Work order: Look through the records, and wherever the string "below" turns up, copy out that line.

Given information:
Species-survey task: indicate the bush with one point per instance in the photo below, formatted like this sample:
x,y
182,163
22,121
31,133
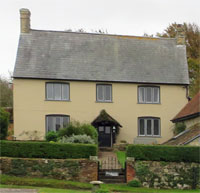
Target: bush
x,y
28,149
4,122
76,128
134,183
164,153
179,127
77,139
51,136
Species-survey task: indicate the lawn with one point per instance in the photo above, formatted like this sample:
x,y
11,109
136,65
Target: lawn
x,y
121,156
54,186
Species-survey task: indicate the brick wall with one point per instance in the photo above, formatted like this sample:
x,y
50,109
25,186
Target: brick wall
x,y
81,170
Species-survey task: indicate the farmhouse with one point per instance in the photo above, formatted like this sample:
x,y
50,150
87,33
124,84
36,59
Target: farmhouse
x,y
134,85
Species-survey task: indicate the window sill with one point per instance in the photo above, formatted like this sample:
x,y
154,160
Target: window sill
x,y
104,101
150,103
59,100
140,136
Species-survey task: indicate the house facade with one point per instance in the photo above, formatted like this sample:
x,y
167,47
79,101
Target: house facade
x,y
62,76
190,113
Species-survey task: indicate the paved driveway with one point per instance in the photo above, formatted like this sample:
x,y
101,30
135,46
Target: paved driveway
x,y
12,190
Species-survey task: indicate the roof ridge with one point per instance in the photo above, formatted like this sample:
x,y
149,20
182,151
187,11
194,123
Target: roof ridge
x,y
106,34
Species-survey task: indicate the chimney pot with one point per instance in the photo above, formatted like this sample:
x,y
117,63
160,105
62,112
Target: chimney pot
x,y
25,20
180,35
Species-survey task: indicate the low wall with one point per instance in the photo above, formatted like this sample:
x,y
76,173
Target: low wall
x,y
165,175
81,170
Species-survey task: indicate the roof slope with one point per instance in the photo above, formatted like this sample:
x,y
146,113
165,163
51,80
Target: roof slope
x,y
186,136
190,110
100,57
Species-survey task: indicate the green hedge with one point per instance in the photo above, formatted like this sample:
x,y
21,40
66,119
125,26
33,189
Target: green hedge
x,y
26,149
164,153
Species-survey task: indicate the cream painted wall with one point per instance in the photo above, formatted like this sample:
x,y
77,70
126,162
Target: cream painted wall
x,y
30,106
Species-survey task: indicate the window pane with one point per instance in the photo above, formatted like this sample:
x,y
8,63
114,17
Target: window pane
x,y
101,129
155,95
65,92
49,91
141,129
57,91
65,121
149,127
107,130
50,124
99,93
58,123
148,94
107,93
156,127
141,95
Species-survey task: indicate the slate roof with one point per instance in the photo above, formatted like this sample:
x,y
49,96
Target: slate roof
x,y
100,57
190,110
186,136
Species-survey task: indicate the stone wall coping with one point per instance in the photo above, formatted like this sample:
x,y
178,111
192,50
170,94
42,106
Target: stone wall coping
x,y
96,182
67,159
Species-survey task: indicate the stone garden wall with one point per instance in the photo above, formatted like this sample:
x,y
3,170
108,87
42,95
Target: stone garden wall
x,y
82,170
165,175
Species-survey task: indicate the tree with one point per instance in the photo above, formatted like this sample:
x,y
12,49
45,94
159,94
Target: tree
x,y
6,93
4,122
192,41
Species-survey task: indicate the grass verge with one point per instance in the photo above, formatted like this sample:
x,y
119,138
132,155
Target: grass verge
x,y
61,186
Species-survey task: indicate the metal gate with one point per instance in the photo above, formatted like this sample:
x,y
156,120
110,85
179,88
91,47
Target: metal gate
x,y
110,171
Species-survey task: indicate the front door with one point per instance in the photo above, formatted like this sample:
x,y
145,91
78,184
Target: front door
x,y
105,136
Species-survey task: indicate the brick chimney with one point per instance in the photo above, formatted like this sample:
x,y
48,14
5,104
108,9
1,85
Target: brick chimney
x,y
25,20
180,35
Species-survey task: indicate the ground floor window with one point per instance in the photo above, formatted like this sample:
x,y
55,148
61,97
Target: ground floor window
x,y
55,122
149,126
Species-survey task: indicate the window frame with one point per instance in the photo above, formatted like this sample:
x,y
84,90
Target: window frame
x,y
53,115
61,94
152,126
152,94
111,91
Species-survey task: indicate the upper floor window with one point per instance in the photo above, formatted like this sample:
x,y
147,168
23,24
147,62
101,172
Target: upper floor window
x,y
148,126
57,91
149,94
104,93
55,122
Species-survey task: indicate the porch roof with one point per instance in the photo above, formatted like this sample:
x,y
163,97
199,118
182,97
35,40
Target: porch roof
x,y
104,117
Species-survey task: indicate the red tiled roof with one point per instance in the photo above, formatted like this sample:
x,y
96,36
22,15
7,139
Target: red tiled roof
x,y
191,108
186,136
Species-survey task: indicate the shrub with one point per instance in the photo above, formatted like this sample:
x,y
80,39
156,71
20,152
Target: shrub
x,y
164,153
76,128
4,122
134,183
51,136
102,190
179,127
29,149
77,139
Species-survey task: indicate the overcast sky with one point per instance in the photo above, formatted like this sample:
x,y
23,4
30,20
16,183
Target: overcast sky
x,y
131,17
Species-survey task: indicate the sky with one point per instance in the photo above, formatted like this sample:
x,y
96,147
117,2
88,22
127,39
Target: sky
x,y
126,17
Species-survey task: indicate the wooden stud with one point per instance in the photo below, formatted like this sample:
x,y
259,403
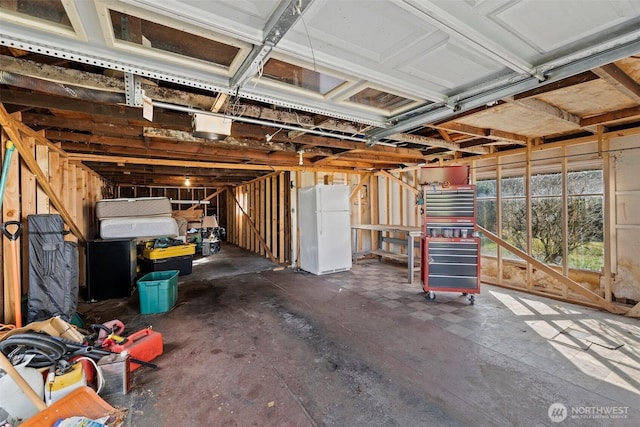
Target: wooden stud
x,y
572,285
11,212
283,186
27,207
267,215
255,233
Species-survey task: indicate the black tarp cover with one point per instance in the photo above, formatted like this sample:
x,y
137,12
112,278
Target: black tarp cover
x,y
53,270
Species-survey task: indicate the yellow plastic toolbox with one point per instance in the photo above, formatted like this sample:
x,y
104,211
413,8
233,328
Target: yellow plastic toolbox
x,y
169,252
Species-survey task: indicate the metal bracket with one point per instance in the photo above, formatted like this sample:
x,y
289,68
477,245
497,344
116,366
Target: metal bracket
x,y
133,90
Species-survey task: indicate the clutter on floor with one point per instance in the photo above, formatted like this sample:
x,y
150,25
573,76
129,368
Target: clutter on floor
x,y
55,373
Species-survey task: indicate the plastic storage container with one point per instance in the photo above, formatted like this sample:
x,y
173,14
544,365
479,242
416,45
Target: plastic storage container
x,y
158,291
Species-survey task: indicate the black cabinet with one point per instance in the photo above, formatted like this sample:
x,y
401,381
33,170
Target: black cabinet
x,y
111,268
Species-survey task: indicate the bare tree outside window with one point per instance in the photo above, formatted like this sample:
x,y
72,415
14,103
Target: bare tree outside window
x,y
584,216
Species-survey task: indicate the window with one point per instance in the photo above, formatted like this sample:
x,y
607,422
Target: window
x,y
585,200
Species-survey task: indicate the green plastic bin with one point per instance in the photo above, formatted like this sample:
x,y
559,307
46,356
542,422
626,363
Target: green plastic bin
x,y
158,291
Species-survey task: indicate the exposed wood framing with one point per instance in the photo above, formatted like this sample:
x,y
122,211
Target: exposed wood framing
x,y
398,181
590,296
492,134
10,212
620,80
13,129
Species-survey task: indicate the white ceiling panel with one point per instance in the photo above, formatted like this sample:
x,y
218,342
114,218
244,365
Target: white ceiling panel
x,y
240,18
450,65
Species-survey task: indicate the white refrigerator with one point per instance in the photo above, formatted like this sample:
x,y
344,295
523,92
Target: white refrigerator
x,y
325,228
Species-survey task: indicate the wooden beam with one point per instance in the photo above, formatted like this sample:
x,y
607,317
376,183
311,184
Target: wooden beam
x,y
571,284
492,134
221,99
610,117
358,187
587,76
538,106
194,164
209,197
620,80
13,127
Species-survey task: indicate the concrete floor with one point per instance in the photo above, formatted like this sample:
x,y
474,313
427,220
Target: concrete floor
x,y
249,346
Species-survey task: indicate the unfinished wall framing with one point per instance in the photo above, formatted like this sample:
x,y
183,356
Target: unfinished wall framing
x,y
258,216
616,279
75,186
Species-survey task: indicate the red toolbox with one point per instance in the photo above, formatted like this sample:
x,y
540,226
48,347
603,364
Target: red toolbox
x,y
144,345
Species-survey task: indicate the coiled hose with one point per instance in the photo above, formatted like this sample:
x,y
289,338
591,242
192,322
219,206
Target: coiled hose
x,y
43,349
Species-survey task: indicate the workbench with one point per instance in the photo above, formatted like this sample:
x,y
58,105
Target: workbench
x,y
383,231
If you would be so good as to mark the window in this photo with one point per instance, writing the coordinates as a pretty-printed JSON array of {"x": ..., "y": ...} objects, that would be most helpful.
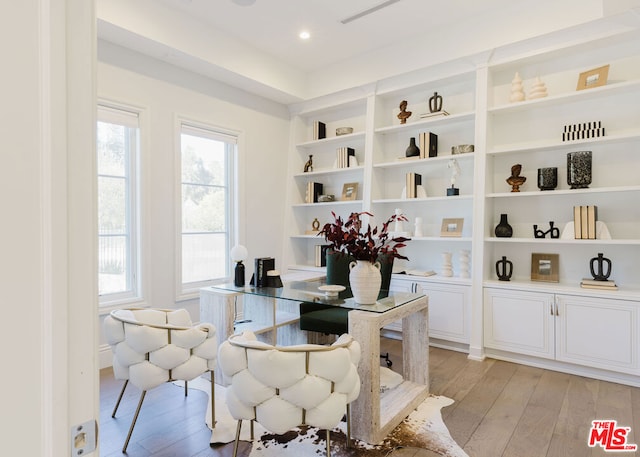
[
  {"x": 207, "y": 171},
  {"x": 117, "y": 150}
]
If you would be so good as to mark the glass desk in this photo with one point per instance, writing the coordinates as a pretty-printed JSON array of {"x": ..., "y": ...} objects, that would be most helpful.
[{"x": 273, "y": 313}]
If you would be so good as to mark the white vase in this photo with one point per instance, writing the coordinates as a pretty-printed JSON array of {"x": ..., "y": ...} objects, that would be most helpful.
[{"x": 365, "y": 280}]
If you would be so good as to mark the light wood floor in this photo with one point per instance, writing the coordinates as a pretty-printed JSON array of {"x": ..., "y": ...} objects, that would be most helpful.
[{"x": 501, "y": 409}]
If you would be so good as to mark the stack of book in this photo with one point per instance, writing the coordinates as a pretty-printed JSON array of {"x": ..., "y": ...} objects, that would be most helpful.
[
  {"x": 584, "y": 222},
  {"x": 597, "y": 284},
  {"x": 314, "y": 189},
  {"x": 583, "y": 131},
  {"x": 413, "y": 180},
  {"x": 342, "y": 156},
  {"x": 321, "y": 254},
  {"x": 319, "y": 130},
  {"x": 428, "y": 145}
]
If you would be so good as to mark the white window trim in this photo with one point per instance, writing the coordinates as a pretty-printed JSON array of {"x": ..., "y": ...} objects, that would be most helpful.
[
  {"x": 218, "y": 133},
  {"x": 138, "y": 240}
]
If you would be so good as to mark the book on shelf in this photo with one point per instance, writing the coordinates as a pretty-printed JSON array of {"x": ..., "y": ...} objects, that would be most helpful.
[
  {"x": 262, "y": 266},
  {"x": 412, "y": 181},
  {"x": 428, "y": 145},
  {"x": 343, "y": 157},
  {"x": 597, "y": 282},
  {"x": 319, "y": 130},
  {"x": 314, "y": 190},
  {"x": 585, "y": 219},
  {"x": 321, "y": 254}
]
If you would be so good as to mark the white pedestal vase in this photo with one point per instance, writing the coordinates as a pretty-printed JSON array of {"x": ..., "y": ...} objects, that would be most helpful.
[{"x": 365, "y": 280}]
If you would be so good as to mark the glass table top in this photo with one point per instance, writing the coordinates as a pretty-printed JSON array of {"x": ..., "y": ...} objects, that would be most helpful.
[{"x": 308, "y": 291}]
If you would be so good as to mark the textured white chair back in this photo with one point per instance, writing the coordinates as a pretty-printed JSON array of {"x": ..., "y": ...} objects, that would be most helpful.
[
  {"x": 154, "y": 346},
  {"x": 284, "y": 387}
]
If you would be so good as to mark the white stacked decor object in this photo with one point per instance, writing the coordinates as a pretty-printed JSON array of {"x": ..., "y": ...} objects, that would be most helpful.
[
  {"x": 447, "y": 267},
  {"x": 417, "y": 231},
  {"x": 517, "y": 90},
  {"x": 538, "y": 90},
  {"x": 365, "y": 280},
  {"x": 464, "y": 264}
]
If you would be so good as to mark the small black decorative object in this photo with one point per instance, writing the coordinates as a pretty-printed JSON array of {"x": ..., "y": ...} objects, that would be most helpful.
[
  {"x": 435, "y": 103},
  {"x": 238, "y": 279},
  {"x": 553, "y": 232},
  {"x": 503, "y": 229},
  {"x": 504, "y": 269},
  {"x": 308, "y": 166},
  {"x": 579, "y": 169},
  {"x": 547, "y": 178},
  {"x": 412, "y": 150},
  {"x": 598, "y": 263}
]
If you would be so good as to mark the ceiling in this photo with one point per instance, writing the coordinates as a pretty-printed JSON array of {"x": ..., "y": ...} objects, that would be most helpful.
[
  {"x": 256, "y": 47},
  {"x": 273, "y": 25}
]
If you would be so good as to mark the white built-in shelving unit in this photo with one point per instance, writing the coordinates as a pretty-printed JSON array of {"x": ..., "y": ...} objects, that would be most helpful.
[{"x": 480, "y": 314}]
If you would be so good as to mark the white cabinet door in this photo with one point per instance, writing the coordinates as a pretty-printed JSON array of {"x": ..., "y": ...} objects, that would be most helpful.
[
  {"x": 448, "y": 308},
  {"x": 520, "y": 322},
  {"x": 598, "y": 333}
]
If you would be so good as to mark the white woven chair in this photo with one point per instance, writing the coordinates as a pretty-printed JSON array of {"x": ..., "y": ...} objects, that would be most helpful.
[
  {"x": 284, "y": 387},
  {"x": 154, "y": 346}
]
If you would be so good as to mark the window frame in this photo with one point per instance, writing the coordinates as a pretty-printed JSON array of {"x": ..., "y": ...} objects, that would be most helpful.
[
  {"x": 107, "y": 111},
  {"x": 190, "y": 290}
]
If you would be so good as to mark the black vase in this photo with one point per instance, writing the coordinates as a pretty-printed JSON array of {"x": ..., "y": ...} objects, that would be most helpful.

Solved exercise:
Species-survey task: indicate the bush with one point per instance in the photo below, formatted like this sample:
Species-survey task: indicate the wooden stud with one point per instance in the photo below, formatted like this sample:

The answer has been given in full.